◆ **YOUR GOAL**:
Reproduce every one of the entries below word for word, line by line and in the same order.

◆ **RAW RECORDS**:
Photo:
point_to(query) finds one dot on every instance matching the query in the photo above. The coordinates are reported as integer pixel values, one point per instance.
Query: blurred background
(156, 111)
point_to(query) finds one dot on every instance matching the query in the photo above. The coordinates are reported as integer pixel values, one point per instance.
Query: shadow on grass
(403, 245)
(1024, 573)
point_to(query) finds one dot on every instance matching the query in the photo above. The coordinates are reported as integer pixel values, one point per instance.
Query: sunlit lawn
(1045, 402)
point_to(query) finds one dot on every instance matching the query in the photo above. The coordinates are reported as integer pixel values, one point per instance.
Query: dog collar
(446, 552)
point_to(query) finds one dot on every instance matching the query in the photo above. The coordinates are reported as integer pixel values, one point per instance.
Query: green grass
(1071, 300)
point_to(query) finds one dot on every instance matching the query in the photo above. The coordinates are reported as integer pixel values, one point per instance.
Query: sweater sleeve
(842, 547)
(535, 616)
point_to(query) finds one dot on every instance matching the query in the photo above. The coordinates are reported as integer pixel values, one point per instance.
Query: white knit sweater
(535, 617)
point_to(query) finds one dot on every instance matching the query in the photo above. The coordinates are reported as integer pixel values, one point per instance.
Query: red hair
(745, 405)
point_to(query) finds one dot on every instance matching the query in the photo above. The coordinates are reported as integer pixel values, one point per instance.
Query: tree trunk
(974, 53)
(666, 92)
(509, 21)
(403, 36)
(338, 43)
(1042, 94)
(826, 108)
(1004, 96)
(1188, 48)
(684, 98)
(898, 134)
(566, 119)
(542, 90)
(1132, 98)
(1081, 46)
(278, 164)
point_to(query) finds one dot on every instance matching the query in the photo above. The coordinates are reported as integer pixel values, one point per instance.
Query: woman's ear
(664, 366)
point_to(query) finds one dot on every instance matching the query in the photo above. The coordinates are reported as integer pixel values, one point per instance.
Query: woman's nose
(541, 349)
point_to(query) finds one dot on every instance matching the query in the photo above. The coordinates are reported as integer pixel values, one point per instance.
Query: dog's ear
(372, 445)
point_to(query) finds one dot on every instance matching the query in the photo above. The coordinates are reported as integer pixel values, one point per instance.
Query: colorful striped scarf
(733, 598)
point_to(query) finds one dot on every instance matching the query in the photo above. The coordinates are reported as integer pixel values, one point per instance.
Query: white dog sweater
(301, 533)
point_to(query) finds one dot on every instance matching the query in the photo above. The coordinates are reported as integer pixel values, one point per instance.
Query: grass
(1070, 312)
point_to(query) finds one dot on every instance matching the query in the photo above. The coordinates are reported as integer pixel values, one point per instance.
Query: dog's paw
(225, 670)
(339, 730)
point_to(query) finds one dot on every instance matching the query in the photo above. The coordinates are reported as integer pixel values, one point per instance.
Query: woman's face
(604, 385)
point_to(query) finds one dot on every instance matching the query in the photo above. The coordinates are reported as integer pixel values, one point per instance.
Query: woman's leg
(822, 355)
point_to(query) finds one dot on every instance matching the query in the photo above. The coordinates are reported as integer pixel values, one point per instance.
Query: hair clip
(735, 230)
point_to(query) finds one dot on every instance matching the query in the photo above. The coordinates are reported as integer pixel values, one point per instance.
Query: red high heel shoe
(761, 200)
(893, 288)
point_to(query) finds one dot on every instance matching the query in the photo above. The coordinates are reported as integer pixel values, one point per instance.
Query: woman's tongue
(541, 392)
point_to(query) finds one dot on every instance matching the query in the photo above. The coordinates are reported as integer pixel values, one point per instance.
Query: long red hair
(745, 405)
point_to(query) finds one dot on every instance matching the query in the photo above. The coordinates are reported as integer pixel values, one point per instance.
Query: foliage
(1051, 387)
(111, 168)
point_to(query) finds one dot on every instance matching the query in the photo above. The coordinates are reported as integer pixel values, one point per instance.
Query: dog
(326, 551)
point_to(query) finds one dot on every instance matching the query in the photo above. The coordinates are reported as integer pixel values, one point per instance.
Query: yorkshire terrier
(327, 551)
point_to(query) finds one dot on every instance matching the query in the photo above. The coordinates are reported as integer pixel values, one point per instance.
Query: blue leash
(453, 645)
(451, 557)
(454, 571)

◆ **ANSWER FOR THIS EXERCISE**:
Photo:
point_to(query) finds one dot on every instance matching the query in the photo above. The coordinates are reported as integer pixel values, one point per instance.
Query: blurred background
(156, 111)
point_to(query) finds one dot on every instance matching the query in the photo above. The coordinates are reported as integer pixel values, one point per instance.
Query: shadow on grass
(403, 245)
(1024, 573)
point_to(query) finds one dot on every instance matching the query in the photo above. The coordinates are reported as integer pixel values, one point per instance.
Query: sunlit lawn
(1045, 402)
point_to(query) finds one dot on every instance matching the query in the photo above. The coordinates are reported as integer pixel values, one point per instance.
Query: dog collar
(446, 552)
point_to(query) finds one dot on every instance matching the query in the photo above. The coordinates are reported as integer pixel values, one point per instance.
Query: green grass
(1071, 300)
point_to(query) finds one dot on every instance matching the query in the photo above. The coordinates are reported as integer pixel values, one point per instance.
Query: sweater sleeve
(842, 547)
(535, 616)
point_to(query) finds one dot on every instance matching the query in the photo above. The coordinates are reported as integer pixel values, one point per instance.
Query: white knit sweater
(535, 617)
point_to(query) finds one dot on every instance matching the query in the photo above. The coordinates are reported as integer pixel values, one point per instance.
Query: red hair
(745, 405)
point_to(query) finds one dot on every instance matching the query in the photo above. The coordinates are reported as integer pixel values, one point per instance.
Query: tree trunk
(974, 53)
(666, 92)
(509, 21)
(403, 36)
(338, 43)
(1042, 94)
(826, 108)
(1004, 96)
(1188, 48)
(684, 98)
(898, 134)
(566, 119)
(542, 90)
(1132, 98)
(1081, 46)
(278, 164)
point_to(query) finds one dot on every instance matching the query in the photo above. The coordinates are reported as integer pixel values, one point per instance.
Query: woman's ear
(664, 366)
point_to(query) finds one dot on every instance matching the query in the photo above. The coordinates are reported as integer pixel values, one point per instance.
Query: woman's nose
(541, 349)
point_to(query) finds one dot on every instance matching the query in the photo above. The coordinates are reported as integer pixel values, one point per instance.
Query: dog's ear
(372, 445)
point_to(query) finds one dot on every instance matching the query in the photo above. The coordinates are reported as integer pixel values, one point per instance.
Query: colorful striped scarf
(733, 598)
point_to(query) finds one dot on every instance matching the query in the photo above. The coordinates are reported as integer pixel values, one point per instance.
Query: white dog sweater
(301, 533)
point_to(query) finds one dot on every instance matching the query in the photo above. The coordinates are reported as integer pixel values, one point per instance.
Query: grass
(1070, 312)
point_to(query) finds one dot on every instance matching the query in the photo above. The coordinates are reported as integer pixel values, one point per instance.
Query: dog's paw
(225, 670)
(339, 730)
point_to(query) finds one dot on every instance matching the query in the photo above. The coordinates are reported as integer pixel values, one point per instance.
Query: woman's face
(604, 385)
point_to(query) finds one dot on every instance matching the query in the photo above. The coordinates are reported as integer pixel values, one point per instance.
Query: woman's leg
(822, 355)
point_to(query) finds one dot on every instance matching the query in the photo above. The coordinates are reported as integer pixel values, one point per instance.
Query: hair clip
(735, 230)
point_to(query) finds one dot on every instance matching the query in the photo above. The coordinates are reported as integer pixel values, one point per instance.
Query: red high heel shoe
(761, 200)
(893, 288)
point_to(query) finds one dot on every instance matching the query in the photo above. The coordinates are reported as integer pixel values, one point per instance.
Query: woman's tongue
(541, 392)
point_to(query) finds one dot on every instance matching the query in the photo above. The coordinates are reported as integer pixel values, one point per instance.
Query: long red hair
(745, 405)
point_to(query) finds one dot on every instance matching the query in the photo above. The coordinates are reported as integer pixel values, one point per instance.
Query: foliage
(1051, 387)
(111, 168)
point_to(query) finds one dot on every instance matching the query in the photo above. The coordinates are reported as integer pixel values, one point per instance.
Query: dog
(326, 551)
point_to(query) finds one dot on every instance matching the query in the photo above. The coordinates are reported as integer pixel values, one point per instance.
Query: yorkshire terrier
(327, 551)
point_to(query) finds one dot on every instance matching the query in the photo above. The coordinates are reported as integer pixel values, one point per instance.
Query: blue leash
(453, 645)
(451, 557)
(454, 571)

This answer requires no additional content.